**HOW TO COMPLETE THIS TASK:** The data must be returned in full and exactly as given.

**EXTRACTED ENTRIES:**
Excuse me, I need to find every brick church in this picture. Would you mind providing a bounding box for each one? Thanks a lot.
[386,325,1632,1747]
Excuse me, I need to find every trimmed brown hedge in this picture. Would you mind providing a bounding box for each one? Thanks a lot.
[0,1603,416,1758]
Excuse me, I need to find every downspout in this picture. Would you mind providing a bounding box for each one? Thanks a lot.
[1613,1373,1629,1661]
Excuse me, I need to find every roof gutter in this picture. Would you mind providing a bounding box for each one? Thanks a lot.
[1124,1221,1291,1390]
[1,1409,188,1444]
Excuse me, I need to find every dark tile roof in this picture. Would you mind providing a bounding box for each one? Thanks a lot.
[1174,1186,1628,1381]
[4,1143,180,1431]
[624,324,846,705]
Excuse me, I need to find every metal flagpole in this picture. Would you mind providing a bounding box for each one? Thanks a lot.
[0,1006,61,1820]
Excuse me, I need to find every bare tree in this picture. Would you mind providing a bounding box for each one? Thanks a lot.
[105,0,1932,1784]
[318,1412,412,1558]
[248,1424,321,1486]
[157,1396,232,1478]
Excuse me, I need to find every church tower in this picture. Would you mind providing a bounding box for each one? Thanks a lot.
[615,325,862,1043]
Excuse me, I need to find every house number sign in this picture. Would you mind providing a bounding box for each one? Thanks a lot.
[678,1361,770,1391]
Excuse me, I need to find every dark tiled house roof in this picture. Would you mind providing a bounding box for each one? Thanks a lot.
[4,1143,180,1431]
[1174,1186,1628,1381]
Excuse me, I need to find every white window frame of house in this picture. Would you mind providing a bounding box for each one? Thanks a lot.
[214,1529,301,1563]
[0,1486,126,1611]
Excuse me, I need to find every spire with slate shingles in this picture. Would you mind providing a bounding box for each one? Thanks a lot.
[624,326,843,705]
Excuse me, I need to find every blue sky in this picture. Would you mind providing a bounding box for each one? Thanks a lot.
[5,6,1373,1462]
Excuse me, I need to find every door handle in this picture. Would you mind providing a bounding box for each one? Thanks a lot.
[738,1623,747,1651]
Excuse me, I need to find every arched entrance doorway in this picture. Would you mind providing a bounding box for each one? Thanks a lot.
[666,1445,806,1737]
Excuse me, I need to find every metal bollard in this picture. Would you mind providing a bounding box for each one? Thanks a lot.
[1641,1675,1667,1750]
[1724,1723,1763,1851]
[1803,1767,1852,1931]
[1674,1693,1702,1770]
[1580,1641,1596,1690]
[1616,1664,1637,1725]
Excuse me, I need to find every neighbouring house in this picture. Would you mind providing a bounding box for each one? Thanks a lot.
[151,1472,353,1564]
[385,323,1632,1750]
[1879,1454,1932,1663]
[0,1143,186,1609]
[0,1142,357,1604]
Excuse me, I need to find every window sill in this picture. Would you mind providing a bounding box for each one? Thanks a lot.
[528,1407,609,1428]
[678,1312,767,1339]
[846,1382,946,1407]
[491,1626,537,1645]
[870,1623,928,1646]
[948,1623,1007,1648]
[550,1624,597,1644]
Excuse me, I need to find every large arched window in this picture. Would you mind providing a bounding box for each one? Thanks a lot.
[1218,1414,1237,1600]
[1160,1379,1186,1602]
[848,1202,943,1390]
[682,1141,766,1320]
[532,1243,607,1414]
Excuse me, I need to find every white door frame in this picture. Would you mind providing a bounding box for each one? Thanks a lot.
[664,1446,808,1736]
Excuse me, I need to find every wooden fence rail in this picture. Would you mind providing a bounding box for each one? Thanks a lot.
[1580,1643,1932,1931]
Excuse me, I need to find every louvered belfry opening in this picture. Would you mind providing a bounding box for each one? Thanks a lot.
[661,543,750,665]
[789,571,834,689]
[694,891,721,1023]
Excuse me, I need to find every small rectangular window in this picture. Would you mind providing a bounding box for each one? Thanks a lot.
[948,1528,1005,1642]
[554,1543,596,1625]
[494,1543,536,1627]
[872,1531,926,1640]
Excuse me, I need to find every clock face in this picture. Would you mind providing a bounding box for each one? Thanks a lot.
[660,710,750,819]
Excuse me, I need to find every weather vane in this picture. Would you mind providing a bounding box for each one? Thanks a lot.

**WRITTEN ANSWER:**
Excuse me, I need to find every brick church in this picture. Would you mind providing a bounding box for each one? Thanks a lot.
[386,325,1632,1747]
Excuse me, I need to find every trimmed brown hedge in this picture. Would you mind providing a bounding box for each one? Thanks a lot.
[0,1603,416,1758]
Excuse me, I need to find every downspout in this picture. Would you mind providing a bounding box for each one? Thanks a lot.
[1613,1373,1629,1661]
Excuse me, I need to find every roof gutter in this picture. Would you mind providing a bounding box for each one? Thanks a lot.
[1124,1221,1291,1390]
[1,1409,188,1444]
Excuse me, I need to find every dark tile roof in this picture. Would you mind providing a bounding box for each one? Thanks a lot.
[1174,1186,1628,1381]
[4,1143,180,1431]
[624,324,846,705]
Excuse me, I need to find every metal flagpole in this picture. Would you mind providing a bounding box for each one? Thanks a lot.
[0,1006,61,1820]
Excuse me, I need to find every bare tree in this picture. Would you mind providing a bounding box for each one? Thanks a lot.
[105,0,1932,1784]
[318,1412,412,1558]
[248,1424,321,1486]
[157,1396,232,1478]
Excuse me, I need to find every church tower in this picture. Would you mind providing a bounding box for each one? Thanks a lot.
[615,325,862,1043]
Excuse me, I need to find every house number sign in this picture. Would you mind providing a bounding box for each one? Thanks a lot.
[678,1361,770,1391]
Excuse me, I need to find every dark tiled house roof in this picture. Would you mind providing a bounding box for each one? Thanks a lot.
[4,1143,180,1431]
[1174,1186,1628,1381]
Excuse me, I need to find every white window frame of house in this picture. Would you mind providing a bounding box for each one? Thanks a lot.
[214,1529,301,1563]
[0,1486,126,1611]
Excuse me, I need to find every spire with slate shingles in this picture. Would you mind providing a bounding box for each one? Thanks a lot.
[624,326,843,705]
Excuse me, I need to find every blue sky in this picture. Would you mind providing a bounding box for each one? Thanks a lot.
[5,6,1373,1462]
Excuse me, I need to find every door handle in this picture. Would you mind providing a bounding box for each one? Thanks a lot.
[738,1623,747,1651]
Excuse me, I need to find every arched entrance doorway in this picture. Would you mind providing a bounding box for each one? Thanks a lot.
[666,1445,806,1737]
Excuse me, I need to find every metal bollard in this picture. Would you mind providing a bounding box for each one? Thanks a lot.
[1641,1675,1667,1750]
[1724,1723,1763,1851]
[1803,1767,1852,1931]
[1674,1693,1702,1770]
[1580,1641,1596,1690]
[1616,1664,1637,1725]
Excuse me, I need to find every neighbouring house in this picture. Would you mind providing a bounding box for each one? Thanks a lot.
[151,1472,353,1564]
[385,323,1632,1750]
[1879,1454,1932,1663]
[0,1143,186,1609]
[0,1142,357,1604]
Excuse me, I need to find every window sill in this picture. Would you mind providing a bounding box for each one? Thanks a lot.
[528,1407,609,1428]
[678,1312,767,1339]
[846,1382,946,1407]
[491,1626,537,1645]
[870,1623,928,1646]
[948,1623,1007,1648]
[550,1624,597,1644]
Excuse me, I need to find every large arched window in this picture. Would you mind providing a bounding box for each one? Thanks a lot.
[1218,1414,1237,1600]
[1160,1379,1186,1602]
[848,1202,943,1390]
[682,1141,766,1320]
[532,1243,607,1414]
Excuse me, I need to find every white door frame in this picture. Would you mind providing a bounding box for each one? Thanks a lot.
[664,1446,808,1736]
Excuse me, I need to find every wooden fence rail in this picture. Would you mind providing a bounding box for each one? Thanks a lot.
[1580,1643,1932,1931]
Excuse me, I need to find every louvered belfry opening in this picture. Would you mind providing a bounding box for each one? Thanks a lot.
[661,543,750,665]
[789,571,834,689]
[694,891,721,1023]
Excuse me, I need to find every small rectangular window in this picture. Would you mind providing a bounding box for each one? Thanks a lot.
[948,1528,1005,1642]
[554,1543,596,1625]
[494,1543,536,1627]
[872,1531,926,1640]
Excuse me, I need to find every clock face in this picture. Would you mind providing a bounding box for each one? Thanks a lot.
[660,710,750,819]
Excuse me, I need to find every weather vane in this picture. Would you mind providing a bounding box for each one? Thanks a lot.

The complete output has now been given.